### STATED PROBLEM:
In the records below, locate the line containing "Mark each instance of the man's shoulder", then extract it and all following lines exactly, ending with the last line.

((

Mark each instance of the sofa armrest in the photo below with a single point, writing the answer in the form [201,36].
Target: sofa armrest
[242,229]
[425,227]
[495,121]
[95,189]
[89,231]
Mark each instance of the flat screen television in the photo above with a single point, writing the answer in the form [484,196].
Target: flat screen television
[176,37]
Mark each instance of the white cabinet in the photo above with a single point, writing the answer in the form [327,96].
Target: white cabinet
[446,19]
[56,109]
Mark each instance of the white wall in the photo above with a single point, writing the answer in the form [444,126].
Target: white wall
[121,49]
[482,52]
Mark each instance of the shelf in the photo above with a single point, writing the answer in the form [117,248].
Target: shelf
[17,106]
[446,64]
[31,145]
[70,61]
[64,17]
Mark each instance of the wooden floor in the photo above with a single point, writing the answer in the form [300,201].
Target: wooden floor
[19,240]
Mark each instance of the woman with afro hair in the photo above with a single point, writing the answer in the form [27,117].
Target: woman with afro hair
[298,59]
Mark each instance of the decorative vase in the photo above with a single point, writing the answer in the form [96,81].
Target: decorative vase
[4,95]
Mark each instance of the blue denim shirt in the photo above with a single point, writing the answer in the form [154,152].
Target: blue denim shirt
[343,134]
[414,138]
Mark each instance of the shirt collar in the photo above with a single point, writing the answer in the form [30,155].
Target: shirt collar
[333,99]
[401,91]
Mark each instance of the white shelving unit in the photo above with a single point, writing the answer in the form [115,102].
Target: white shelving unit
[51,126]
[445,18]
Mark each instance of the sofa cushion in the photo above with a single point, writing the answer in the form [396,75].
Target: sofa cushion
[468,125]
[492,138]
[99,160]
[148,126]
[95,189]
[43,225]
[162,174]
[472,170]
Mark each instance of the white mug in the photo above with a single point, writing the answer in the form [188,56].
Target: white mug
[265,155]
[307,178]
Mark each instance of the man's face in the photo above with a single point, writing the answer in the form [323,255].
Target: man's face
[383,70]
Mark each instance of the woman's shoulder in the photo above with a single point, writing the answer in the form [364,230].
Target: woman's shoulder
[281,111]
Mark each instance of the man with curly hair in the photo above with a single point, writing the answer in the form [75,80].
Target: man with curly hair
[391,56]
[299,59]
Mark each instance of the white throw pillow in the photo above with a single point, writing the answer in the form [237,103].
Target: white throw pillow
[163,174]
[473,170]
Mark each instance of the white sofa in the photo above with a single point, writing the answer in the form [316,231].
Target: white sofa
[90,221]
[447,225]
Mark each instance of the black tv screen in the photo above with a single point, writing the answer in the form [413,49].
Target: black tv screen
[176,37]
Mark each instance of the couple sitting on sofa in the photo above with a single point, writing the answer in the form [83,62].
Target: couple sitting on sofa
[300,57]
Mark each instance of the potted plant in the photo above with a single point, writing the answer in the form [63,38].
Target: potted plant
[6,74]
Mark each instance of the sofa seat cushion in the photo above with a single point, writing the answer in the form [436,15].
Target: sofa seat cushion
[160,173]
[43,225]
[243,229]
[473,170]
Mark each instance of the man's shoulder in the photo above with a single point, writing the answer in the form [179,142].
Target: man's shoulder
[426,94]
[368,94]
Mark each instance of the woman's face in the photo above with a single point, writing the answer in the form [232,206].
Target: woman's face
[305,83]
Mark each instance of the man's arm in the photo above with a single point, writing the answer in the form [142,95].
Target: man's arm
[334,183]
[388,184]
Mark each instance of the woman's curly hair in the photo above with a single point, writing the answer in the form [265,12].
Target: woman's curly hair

))

### WRITTEN RESPONSE:
Mark each instance of the man's shoulder in the photo above with a single point, writing the answer in the form [179,142].
Target: man's shoulder
[426,94]
[368,94]
Mark each instance of the woman's face in the photo above with a single point, writing the answer in the form [232,206].
Target: woman's face
[305,83]
Mark each instance of the man's arm in the photo above with a single point, writing the answer in the form [142,95].
Target: man's arm
[334,183]
[388,184]
Mark each instance of the woman's curly hair in the photo above with a single point, writing the answer in the form [265,12].
Target: woman's curly hair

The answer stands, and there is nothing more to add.